• [TASK BRIEF]:
Return each line from the records below that contains the string "fish", copied without any changes.

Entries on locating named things
[BEGIN]
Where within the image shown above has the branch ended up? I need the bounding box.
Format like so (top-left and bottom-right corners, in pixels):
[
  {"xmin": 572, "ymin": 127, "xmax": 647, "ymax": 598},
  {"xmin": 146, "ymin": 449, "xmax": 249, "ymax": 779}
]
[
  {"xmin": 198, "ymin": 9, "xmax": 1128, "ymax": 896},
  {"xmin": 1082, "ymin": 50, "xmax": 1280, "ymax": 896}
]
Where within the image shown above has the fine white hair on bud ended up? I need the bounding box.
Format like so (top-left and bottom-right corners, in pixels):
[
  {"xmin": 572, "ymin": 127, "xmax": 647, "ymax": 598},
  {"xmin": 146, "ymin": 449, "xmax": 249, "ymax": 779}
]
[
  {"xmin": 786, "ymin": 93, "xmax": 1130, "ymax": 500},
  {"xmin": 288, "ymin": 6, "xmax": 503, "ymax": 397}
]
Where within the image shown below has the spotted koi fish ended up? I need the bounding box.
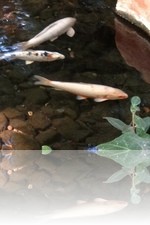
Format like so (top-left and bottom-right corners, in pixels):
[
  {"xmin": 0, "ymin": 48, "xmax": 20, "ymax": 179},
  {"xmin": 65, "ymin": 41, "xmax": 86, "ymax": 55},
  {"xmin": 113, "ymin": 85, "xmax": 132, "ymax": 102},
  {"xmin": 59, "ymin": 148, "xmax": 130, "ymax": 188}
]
[
  {"xmin": 14, "ymin": 17, "xmax": 76, "ymax": 50},
  {"xmin": 34, "ymin": 75, "xmax": 128, "ymax": 102},
  {"xmin": 0, "ymin": 50, "xmax": 65, "ymax": 64}
]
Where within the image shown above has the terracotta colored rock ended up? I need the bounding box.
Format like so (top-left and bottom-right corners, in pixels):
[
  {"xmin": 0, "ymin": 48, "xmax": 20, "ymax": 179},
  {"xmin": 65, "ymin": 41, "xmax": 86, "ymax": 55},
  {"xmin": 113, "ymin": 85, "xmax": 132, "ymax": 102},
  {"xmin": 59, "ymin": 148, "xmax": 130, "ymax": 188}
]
[
  {"xmin": 116, "ymin": 0, "xmax": 150, "ymax": 35},
  {"xmin": 115, "ymin": 19, "xmax": 150, "ymax": 83}
]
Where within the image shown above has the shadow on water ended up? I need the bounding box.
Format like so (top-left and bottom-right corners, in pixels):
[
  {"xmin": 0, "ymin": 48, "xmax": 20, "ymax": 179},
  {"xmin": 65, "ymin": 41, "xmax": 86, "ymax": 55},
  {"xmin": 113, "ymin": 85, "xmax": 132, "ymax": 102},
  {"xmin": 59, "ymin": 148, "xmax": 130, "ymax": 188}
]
[{"xmin": 0, "ymin": 150, "xmax": 150, "ymax": 224}]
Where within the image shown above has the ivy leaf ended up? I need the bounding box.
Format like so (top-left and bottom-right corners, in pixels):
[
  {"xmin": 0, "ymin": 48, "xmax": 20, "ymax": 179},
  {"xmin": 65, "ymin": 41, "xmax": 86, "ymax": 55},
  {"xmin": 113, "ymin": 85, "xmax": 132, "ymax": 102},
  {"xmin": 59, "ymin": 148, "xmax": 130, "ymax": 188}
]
[
  {"xmin": 134, "ymin": 165, "xmax": 150, "ymax": 185},
  {"xmin": 143, "ymin": 116, "xmax": 150, "ymax": 132},
  {"xmin": 134, "ymin": 115, "xmax": 147, "ymax": 136},
  {"xmin": 42, "ymin": 145, "xmax": 53, "ymax": 155},
  {"xmin": 104, "ymin": 168, "xmax": 129, "ymax": 183},
  {"xmin": 97, "ymin": 132, "xmax": 150, "ymax": 169}
]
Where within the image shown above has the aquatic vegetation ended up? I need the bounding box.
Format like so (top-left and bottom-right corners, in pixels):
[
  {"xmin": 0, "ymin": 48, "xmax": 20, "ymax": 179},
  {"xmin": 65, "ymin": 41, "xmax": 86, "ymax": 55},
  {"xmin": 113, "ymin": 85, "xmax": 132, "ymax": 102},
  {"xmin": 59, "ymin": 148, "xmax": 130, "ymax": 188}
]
[
  {"xmin": 42, "ymin": 145, "xmax": 53, "ymax": 155},
  {"xmin": 88, "ymin": 96, "xmax": 150, "ymax": 204}
]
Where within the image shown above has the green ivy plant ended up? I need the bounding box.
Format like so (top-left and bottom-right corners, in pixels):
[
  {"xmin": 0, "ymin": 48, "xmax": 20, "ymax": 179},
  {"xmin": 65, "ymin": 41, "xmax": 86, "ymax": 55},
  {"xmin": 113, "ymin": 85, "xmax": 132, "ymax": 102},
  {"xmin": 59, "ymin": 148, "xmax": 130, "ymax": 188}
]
[
  {"xmin": 88, "ymin": 96, "xmax": 150, "ymax": 204},
  {"xmin": 42, "ymin": 145, "xmax": 53, "ymax": 155}
]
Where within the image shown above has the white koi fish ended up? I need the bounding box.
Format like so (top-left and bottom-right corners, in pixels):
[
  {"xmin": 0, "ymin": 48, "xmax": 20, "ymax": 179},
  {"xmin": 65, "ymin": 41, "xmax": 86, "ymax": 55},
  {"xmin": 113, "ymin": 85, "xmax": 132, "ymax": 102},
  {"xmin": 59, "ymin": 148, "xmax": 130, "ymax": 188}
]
[
  {"xmin": 15, "ymin": 17, "xmax": 76, "ymax": 50},
  {"xmin": 0, "ymin": 50, "xmax": 65, "ymax": 64},
  {"xmin": 34, "ymin": 75, "xmax": 128, "ymax": 102},
  {"xmin": 38, "ymin": 198, "xmax": 128, "ymax": 222}
]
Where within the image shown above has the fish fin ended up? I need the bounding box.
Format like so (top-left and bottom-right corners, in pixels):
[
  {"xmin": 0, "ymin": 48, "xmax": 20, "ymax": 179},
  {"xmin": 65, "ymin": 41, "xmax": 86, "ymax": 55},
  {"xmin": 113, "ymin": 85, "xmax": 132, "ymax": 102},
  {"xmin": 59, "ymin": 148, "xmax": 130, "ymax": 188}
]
[
  {"xmin": 76, "ymin": 95, "xmax": 87, "ymax": 100},
  {"xmin": 94, "ymin": 98, "xmax": 108, "ymax": 102},
  {"xmin": 12, "ymin": 41, "xmax": 28, "ymax": 50},
  {"xmin": 94, "ymin": 198, "xmax": 108, "ymax": 202},
  {"xmin": 67, "ymin": 27, "xmax": 75, "ymax": 37},
  {"xmin": 77, "ymin": 200, "xmax": 87, "ymax": 205},
  {"xmin": 50, "ymin": 36, "xmax": 58, "ymax": 41},
  {"xmin": 25, "ymin": 61, "xmax": 34, "ymax": 65},
  {"xmin": 34, "ymin": 75, "xmax": 51, "ymax": 86}
]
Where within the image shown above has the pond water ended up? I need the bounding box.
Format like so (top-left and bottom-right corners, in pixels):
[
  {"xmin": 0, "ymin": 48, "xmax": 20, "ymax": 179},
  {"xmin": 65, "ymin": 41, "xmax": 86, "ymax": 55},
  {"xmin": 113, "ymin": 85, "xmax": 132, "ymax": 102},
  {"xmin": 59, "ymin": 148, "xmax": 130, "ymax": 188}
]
[
  {"xmin": 0, "ymin": 0, "xmax": 150, "ymax": 224},
  {"xmin": 0, "ymin": 0, "xmax": 150, "ymax": 150}
]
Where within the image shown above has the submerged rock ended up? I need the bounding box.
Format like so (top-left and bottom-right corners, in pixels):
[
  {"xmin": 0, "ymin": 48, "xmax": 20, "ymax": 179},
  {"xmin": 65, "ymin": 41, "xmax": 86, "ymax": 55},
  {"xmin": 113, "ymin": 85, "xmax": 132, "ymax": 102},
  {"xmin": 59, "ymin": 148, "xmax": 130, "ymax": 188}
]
[{"xmin": 116, "ymin": 0, "xmax": 150, "ymax": 35}]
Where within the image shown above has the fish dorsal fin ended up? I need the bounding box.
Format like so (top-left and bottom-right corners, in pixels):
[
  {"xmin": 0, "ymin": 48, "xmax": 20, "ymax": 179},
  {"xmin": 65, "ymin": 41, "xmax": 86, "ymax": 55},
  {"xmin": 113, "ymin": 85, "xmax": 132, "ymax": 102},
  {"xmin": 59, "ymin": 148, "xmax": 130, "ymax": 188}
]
[
  {"xmin": 50, "ymin": 36, "xmax": 58, "ymax": 41},
  {"xmin": 76, "ymin": 95, "xmax": 87, "ymax": 100},
  {"xmin": 25, "ymin": 61, "xmax": 34, "ymax": 65},
  {"xmin": 94, "ymin": 98, "xmax": 108, "ymax": 102},
  {"xmin": 77, "ymin": 200, "xmax": 87, "ymax": 205},
  {"xmin": 94, "ymin": 198, "xmax": 108, "ymax": 202},
  {"xmin": 67, "ymin": 27, "xmax": 75, "ymax": 37}
]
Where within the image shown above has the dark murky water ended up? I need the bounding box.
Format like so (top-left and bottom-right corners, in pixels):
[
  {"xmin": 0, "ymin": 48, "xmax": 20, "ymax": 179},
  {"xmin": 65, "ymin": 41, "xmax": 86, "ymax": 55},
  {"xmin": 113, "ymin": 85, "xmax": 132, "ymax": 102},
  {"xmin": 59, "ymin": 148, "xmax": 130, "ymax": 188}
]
[
  {"xmin": 0, "ymin": 0, "xmax": 150, "ymax": 224},
  {"xmin": 0, "ymin": 0, "xmax": 150, "ymax": 150}
]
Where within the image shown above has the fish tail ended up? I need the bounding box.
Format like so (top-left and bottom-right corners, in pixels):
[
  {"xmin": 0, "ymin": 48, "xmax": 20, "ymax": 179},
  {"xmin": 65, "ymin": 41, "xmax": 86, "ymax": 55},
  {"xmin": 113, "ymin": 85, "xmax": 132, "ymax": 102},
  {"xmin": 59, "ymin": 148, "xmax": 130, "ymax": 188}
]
[
  {"xmin": 0, "ymin": 53, "xmax": 7, "ymax": 60},
  {"xmin": 12, "ymin": 41, "xmax": 28, "ymax": 50},
  {"xmin": 34, "ymin": 75, "xmax": 52, "ymax": 86}
]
[END]
• [TASK SOLUTION]:
Where within the image shown below has the spotted koi fish ended up? I need the bounding box.
Where within the image shown above has the white koi fish ended up? I need the bounding box.
Where within the image shown above has the fish fin ended up? I need the bounding box.
Where within the image shown above has the fish dorsal fin ended up? I need the bounding box.
Where within the image shown above has the fish tail ended up? I need the bounding box.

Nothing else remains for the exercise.